#### Exercise passage

Dog opening gift (Image by Sven Lachmann, Pixabay)

One good thing to come out of this pandemic is that hundreds of Madison area residents, sheltering in place, have decided this would be a good time to become new pet parents.  And they would be right.  More time at home with their furry newcomers helps the animal adjust to their new environment — and gives the new “mom and dad” more time to train their new pet.  A win-win for all.

And as Christmas approaches many of us are realizing we don’t need much this year — after all, we aren’t really going anywhere.  So why not pamper our pets?  And that goes for pets both new and old.

Dog w Santa Note (Image by Karsten Winegeart, Unsplash)Statistics show that even in normal years, people tend to feel generous when it comes to their pets.  One survey shows that 95% of pet owners plan to buy Christmas gifts for their pets!  And 54% even have their own stocking.  The presents don’t have to be expensive — although some of them definitely are.  But anyone who has ever owned a pet, knows that dogs typically prefer love and attention over toys.  Cats?  Well, maybe not so much.  But the good news is that neither one seem to care how much you spent.  

Popular ideas?  Chew toys, stuffed toys, bones, treats, bandanas, a new collar with their name and your phone number, tennis balls or frisbees to chase, rope toys and anything that squeaks are among favorites for dogs.  Cats tend to be choosier, but generally enjoy treats, toys with catnip, cat trees, or anything they can chase — from laser pointers to wind-up mice.

Or why not give yourself (or other family members) — a gift of or from your pet?  You can easily feature Fido’s face or Kitty’s paws on a huge assortment of items:  mugs, calendars, t-shirts, pillows, blankets, socks or a plain old framed photo.  Or treat yourself to a good pet vacuum cleaner or easy-to-use pet brush.

(Region descriptions in natural language)
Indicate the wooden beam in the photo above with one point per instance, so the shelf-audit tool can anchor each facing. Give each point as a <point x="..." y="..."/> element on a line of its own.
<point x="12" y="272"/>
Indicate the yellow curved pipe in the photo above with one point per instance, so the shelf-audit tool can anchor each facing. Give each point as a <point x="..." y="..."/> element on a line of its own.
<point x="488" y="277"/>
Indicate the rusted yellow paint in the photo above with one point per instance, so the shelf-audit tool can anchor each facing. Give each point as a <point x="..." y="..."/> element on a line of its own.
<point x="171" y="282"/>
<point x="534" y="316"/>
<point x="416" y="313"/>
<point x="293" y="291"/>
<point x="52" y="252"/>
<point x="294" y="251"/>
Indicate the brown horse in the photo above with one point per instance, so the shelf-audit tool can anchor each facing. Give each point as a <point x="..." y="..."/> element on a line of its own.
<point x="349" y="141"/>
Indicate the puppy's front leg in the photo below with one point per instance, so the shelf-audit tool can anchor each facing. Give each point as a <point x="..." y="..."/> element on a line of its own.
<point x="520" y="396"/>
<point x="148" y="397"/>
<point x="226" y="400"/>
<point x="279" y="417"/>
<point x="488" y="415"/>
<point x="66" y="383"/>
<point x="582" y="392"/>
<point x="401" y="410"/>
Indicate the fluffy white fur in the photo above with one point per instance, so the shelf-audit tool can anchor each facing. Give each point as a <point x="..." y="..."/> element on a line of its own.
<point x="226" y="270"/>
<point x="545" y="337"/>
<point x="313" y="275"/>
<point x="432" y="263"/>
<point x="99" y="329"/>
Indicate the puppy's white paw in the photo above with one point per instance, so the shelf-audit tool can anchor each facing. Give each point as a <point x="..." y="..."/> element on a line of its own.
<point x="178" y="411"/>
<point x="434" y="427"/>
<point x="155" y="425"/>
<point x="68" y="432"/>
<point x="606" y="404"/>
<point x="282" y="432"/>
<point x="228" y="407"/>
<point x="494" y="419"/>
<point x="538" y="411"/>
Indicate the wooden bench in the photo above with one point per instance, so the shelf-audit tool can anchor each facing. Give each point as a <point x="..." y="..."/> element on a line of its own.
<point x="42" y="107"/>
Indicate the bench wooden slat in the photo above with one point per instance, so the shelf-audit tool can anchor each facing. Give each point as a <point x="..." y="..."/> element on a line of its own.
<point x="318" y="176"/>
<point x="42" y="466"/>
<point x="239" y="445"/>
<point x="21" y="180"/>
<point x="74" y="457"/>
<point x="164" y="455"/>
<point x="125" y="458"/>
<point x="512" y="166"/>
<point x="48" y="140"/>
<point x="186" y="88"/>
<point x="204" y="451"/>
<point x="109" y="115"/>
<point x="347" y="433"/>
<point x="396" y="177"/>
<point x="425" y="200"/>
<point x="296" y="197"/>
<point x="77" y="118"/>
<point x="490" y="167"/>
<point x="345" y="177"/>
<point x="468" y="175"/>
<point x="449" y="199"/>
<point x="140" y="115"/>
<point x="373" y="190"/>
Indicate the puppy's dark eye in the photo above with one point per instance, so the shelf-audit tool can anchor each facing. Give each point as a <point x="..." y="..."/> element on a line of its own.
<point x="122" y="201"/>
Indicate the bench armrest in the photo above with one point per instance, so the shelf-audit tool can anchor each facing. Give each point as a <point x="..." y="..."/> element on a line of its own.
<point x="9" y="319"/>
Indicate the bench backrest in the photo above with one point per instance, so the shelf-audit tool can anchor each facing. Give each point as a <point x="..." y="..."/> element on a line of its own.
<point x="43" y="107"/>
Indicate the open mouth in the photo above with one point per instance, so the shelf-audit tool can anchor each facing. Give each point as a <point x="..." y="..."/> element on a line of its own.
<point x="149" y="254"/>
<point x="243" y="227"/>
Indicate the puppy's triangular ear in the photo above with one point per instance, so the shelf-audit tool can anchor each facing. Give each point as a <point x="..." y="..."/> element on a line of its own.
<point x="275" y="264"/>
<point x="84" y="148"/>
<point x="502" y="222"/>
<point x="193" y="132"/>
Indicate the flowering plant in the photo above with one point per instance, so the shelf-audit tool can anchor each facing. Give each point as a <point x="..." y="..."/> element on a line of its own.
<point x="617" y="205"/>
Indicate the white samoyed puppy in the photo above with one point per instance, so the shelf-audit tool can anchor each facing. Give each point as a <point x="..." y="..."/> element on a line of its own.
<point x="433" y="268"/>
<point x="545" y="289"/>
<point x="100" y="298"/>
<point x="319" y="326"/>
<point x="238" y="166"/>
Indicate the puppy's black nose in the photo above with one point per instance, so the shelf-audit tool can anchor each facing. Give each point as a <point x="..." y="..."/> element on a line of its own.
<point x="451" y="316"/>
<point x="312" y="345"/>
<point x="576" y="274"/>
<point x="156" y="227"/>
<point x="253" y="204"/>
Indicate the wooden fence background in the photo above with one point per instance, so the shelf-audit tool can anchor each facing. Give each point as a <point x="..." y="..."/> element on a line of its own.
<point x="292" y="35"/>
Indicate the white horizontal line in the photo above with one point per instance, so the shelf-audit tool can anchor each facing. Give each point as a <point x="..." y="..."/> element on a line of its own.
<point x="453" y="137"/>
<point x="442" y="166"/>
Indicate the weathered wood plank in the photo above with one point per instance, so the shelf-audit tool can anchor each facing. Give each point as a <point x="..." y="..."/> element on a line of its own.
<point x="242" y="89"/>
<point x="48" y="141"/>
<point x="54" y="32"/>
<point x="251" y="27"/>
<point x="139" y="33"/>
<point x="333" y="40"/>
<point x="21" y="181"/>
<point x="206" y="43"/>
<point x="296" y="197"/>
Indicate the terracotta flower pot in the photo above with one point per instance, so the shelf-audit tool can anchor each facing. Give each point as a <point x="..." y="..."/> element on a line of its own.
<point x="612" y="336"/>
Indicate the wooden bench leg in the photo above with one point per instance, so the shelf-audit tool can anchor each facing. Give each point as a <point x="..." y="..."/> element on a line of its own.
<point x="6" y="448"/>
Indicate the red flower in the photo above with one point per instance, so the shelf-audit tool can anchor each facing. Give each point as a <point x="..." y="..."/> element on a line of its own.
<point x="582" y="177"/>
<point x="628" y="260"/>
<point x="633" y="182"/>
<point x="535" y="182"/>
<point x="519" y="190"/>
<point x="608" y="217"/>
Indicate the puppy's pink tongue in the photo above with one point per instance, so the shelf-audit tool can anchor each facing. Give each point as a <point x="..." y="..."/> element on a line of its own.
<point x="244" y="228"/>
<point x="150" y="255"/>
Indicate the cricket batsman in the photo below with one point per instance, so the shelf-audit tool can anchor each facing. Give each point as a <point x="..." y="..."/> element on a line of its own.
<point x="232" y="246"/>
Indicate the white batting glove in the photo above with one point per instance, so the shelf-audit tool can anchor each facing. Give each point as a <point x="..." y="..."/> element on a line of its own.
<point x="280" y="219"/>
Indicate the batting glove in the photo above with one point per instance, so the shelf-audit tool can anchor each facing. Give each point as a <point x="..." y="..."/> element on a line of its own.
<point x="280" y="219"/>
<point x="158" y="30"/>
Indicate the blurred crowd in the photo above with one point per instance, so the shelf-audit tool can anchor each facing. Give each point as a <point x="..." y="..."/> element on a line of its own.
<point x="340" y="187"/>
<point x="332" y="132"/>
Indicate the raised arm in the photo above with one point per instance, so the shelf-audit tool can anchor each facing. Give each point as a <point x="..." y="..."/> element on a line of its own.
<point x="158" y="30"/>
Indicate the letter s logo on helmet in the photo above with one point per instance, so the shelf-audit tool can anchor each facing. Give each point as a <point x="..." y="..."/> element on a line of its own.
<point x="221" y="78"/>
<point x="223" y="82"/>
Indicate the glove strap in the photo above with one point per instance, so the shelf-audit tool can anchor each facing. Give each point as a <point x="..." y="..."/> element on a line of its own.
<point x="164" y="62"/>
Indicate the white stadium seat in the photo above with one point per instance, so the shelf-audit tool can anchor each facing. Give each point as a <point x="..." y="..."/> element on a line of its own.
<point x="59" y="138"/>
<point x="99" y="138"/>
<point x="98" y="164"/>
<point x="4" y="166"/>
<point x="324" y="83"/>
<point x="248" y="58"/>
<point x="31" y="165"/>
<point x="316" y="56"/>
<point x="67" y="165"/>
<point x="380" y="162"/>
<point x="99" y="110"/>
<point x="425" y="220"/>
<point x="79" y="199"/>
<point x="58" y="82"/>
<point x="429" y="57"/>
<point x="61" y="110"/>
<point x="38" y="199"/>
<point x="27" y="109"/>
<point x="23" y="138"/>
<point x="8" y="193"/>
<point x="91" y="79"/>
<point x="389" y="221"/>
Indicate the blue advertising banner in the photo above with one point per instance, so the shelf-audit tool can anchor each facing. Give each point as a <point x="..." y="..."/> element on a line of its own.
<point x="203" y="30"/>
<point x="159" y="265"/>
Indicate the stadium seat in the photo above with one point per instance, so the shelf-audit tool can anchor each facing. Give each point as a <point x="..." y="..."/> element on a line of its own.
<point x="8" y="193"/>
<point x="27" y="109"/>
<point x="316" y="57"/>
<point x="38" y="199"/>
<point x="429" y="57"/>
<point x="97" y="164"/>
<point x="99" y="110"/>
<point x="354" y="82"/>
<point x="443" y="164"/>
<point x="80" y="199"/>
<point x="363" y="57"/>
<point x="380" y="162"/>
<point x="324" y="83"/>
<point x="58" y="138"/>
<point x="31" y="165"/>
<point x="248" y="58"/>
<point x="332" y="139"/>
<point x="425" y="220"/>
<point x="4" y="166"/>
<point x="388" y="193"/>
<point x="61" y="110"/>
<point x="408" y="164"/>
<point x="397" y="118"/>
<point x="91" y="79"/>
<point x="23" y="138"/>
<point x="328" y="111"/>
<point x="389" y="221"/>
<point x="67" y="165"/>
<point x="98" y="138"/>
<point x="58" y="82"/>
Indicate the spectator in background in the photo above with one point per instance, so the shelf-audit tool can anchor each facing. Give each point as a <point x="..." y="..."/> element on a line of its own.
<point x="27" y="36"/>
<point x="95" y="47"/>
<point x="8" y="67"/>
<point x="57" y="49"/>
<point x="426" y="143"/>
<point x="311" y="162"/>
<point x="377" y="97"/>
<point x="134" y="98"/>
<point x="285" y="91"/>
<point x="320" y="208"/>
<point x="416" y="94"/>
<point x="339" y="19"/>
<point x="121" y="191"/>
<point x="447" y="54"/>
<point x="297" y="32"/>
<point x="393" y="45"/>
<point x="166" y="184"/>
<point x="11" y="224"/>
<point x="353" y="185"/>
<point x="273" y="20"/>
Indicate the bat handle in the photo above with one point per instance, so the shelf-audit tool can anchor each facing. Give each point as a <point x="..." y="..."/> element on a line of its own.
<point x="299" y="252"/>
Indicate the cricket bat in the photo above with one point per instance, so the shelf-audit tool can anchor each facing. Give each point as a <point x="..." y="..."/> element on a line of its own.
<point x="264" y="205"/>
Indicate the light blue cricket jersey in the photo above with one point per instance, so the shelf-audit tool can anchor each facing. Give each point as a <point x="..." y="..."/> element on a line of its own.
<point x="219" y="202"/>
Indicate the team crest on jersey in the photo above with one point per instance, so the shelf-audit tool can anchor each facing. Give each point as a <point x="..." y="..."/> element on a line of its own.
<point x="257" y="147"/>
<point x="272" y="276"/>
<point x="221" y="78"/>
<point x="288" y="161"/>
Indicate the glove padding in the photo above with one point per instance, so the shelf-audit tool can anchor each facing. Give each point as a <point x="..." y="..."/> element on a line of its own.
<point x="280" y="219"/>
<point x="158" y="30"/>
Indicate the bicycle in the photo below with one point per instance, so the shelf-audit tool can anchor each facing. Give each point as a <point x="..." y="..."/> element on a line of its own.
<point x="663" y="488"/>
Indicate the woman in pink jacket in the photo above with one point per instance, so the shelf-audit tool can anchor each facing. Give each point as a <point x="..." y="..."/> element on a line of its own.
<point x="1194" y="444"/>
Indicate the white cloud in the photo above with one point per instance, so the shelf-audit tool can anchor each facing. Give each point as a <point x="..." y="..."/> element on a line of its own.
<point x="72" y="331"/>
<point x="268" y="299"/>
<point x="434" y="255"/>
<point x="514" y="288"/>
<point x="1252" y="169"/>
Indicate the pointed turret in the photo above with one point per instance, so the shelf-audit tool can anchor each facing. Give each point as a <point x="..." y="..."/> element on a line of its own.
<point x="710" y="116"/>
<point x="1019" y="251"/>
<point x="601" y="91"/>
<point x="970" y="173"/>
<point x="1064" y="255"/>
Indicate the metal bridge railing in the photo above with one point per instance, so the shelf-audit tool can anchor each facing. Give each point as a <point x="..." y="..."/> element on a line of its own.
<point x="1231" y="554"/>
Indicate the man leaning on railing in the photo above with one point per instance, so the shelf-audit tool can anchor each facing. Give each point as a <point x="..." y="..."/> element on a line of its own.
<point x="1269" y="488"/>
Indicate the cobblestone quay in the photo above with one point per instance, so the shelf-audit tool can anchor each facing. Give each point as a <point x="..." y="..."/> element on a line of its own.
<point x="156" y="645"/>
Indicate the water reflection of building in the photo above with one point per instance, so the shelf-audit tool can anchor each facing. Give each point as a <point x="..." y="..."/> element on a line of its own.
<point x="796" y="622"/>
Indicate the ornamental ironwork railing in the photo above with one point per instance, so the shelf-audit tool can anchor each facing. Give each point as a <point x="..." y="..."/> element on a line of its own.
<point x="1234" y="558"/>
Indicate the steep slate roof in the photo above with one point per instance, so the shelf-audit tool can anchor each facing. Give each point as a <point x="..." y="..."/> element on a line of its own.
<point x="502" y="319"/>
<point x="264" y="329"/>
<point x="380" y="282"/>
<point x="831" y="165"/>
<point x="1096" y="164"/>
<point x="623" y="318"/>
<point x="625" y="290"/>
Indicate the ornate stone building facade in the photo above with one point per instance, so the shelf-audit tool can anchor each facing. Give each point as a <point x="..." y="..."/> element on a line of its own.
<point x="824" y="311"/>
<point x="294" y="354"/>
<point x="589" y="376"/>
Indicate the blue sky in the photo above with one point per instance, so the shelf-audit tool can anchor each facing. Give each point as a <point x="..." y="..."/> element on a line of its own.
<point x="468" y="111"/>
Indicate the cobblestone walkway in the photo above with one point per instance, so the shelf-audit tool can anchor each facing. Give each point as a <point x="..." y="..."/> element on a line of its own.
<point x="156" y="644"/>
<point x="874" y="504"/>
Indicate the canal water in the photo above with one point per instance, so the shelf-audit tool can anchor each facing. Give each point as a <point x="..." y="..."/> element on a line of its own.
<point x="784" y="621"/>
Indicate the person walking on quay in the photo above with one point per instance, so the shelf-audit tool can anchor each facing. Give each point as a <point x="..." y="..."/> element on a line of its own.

#### Task to complete
Reproduce the portion of the holiday pet gifts text between "And as Christmas" and "new and old.", inclusive. These rows were drawn from a separate source.

#### Task result
And as Christmas approaches many of us are realizing we don’t need much this year — after all, we aren’t really going anywhere.  So why not pamper our pets?  And that goes for pets both new and old.